**Passage**
When I’m out on the street—not so often these days—I’m sometimes accosted with strange questions. This has happened to me quite a few times over the years. Recently, when I was taking the recycling out for my daughter on a weekend visit, I saw a couple guys in a car right by the receptacle. I was wearing a mask, due to, you know, Covid, so I wanted to keep social distance. The one in the driver’s seat asked if I was going to dump the recycling and when I said I was his partner said “I’ll take care of that for you.” They had a plastic bag full of cans and were loading glass bottles in their trunk. I thanked them for their help and turned to go. As I was walking away one of them called out.
“Hey! Are you a teacher?” I get asked that a lot. Only the academy refuses to recognize it. I acknowledged that I used to be. “What level?” they asked. I allowed as I used to be a college professor. “Where?” I told them most recently at Rutgers. “What’d you teach?” This is where it always gets interesting and I start to sweat a little. I told them religious studies. I also said that’s why I couldn’t find a teaching job. “The best information we ever had on religion came from a six-year old. You know what the F in faith stands for?” I shook my head. “Forgiveness. Without that the rest of religion means nothing.” I told them I could accept that.

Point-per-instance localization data

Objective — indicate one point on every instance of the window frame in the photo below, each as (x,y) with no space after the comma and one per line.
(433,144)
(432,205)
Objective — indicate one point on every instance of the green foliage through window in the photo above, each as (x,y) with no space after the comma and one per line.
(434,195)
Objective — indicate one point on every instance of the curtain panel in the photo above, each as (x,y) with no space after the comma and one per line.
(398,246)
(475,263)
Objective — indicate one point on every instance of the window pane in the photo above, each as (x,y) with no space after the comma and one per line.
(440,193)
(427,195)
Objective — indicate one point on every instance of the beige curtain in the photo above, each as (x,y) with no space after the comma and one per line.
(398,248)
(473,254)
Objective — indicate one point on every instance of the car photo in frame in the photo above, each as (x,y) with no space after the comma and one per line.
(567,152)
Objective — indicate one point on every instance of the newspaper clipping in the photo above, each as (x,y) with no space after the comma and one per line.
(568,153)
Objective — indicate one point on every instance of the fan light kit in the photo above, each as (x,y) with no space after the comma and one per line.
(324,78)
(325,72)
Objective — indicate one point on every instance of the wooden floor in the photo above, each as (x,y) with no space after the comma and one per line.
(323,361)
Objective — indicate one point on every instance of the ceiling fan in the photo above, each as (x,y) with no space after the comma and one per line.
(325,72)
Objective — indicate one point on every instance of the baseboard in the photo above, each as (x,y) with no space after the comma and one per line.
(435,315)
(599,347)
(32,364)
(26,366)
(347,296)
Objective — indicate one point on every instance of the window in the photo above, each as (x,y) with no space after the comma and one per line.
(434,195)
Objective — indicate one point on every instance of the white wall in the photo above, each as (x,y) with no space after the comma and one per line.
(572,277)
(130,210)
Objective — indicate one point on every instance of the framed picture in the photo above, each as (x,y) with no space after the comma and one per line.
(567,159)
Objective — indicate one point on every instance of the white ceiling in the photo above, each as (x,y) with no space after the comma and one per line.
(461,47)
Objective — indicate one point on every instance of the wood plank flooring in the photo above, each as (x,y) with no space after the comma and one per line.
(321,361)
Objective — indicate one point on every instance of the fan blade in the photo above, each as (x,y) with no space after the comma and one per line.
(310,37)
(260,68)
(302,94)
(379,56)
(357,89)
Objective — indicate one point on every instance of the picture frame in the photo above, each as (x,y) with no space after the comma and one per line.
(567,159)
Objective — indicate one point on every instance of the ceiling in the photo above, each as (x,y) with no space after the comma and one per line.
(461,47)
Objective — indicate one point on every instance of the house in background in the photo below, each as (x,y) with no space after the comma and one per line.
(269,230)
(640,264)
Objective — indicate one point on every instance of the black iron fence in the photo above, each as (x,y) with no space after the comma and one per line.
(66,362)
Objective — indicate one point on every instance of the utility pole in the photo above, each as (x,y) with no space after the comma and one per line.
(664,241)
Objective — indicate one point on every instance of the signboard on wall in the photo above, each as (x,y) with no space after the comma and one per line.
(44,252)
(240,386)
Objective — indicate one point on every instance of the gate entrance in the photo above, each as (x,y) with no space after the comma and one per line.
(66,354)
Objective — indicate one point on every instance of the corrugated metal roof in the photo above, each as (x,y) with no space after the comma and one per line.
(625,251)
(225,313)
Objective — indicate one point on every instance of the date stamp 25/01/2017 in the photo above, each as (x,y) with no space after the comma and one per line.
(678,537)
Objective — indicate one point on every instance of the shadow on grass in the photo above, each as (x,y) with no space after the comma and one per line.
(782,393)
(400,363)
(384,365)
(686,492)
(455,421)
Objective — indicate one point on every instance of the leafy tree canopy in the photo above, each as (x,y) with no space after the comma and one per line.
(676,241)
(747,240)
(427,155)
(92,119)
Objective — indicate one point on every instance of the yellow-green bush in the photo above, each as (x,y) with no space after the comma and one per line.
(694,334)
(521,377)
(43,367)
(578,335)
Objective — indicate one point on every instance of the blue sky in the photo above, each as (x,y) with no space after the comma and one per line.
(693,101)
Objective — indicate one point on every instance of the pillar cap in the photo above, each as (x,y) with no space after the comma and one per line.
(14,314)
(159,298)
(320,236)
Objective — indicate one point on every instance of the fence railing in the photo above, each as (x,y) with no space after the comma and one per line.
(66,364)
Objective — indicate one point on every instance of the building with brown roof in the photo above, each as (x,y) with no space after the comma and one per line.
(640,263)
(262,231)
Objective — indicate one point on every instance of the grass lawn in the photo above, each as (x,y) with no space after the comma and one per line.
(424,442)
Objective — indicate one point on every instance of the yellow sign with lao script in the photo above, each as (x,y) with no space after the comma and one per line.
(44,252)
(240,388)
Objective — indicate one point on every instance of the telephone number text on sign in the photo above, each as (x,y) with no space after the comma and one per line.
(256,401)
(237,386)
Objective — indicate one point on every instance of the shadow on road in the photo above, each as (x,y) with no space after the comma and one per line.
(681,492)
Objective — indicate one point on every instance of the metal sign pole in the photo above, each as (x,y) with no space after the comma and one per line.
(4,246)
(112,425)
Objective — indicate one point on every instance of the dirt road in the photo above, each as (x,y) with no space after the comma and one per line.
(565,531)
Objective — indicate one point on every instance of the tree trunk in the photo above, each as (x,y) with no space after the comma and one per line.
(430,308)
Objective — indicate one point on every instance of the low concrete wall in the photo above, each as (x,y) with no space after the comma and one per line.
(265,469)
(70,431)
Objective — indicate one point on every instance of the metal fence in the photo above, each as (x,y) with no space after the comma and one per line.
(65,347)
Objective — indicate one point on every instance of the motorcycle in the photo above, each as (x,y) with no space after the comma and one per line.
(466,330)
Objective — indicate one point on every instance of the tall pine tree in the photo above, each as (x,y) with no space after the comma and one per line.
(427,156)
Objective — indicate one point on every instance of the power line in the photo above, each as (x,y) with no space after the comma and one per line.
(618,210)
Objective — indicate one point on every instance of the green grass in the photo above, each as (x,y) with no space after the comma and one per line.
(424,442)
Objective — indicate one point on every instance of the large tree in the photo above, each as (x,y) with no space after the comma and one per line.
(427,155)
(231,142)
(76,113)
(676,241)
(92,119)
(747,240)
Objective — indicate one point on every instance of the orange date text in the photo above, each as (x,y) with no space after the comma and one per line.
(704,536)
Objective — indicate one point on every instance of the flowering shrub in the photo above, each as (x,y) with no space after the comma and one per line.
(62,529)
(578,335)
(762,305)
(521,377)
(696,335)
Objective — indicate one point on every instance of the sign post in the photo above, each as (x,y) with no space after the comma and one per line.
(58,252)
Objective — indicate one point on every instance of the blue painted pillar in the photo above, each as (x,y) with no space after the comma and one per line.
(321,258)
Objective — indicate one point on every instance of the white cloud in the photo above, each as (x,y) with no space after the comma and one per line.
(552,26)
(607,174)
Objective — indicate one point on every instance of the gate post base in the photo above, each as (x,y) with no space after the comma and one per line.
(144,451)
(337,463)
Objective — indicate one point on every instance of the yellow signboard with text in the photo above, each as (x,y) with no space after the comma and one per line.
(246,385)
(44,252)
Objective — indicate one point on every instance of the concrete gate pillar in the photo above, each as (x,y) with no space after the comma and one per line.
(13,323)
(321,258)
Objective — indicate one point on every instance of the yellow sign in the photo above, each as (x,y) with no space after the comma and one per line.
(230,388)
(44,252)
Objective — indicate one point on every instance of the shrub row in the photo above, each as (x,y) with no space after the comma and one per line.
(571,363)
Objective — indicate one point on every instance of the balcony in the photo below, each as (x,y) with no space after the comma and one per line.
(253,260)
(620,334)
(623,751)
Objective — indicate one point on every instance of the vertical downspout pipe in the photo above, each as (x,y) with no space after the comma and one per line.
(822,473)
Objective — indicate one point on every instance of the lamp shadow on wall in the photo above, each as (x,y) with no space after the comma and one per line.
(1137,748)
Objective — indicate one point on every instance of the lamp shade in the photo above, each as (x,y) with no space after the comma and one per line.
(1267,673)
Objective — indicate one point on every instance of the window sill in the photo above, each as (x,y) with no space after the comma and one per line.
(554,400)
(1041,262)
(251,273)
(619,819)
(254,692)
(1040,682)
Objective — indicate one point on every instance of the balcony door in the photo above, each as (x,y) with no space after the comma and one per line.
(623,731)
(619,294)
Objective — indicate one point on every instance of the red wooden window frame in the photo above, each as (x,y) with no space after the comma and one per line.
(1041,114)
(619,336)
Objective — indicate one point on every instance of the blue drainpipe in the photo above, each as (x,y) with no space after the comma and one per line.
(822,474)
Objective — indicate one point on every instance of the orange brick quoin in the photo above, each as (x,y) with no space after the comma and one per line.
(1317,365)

**Apply what you read**
(a) In the passage about the street encounter, where did the narrator most recently teach?
(b) Reproduce everything in the passage about the street encounter from "When I’m out" down to "them called out.".
(c) Resume the passage about the street encounter, picking up right after its final sentence.
None of this data is needed.

**Responses for each task**
(a) Rutgers

(b)
When I’m out on the street—not so often these days—I’m sometimes accosted with strange questions. This has happened to me quite a few times over the years. Recently, when I was taking the recycling out for my daughter on a weekend visit, I saw a couple guys in a car right by the receptacle. I was wearing a mask, due to, you know, Covid, so I wanted to keep social distance. The one in the driver’s seat asked if I was going to dump the recycling and when I said I was his partner said “I’ll take care of that for you.” They had a plastic bag full of cans and were loading glass bottles in their trunk. I thanked them for their help and turned to go. As I was walking away one of them called out.

(c)
Then as I was turning to go they called out, “You know the acronym for Love? Living our values every day.” I told them they were now the teachers and I was the student. They responded by telling me that they’d just sold a song they co-wrote for a million and a half dollars. I expressed surprise at that. They told me the title and said it was recording in Nashville this week. I congratulated them and finally was able to be on my way. This made me reflect on the several such strange conversations I’ve had on the street. They often begin with “Are you” and not infrequently end with “a professor.” This is usually followed up with some kind of intelligent question. People, it seems to me, are eager to learn. Maybe not in the classroom, but in what is referred to as the “university of life.” Perhaps that’s all the schooling we ever really need.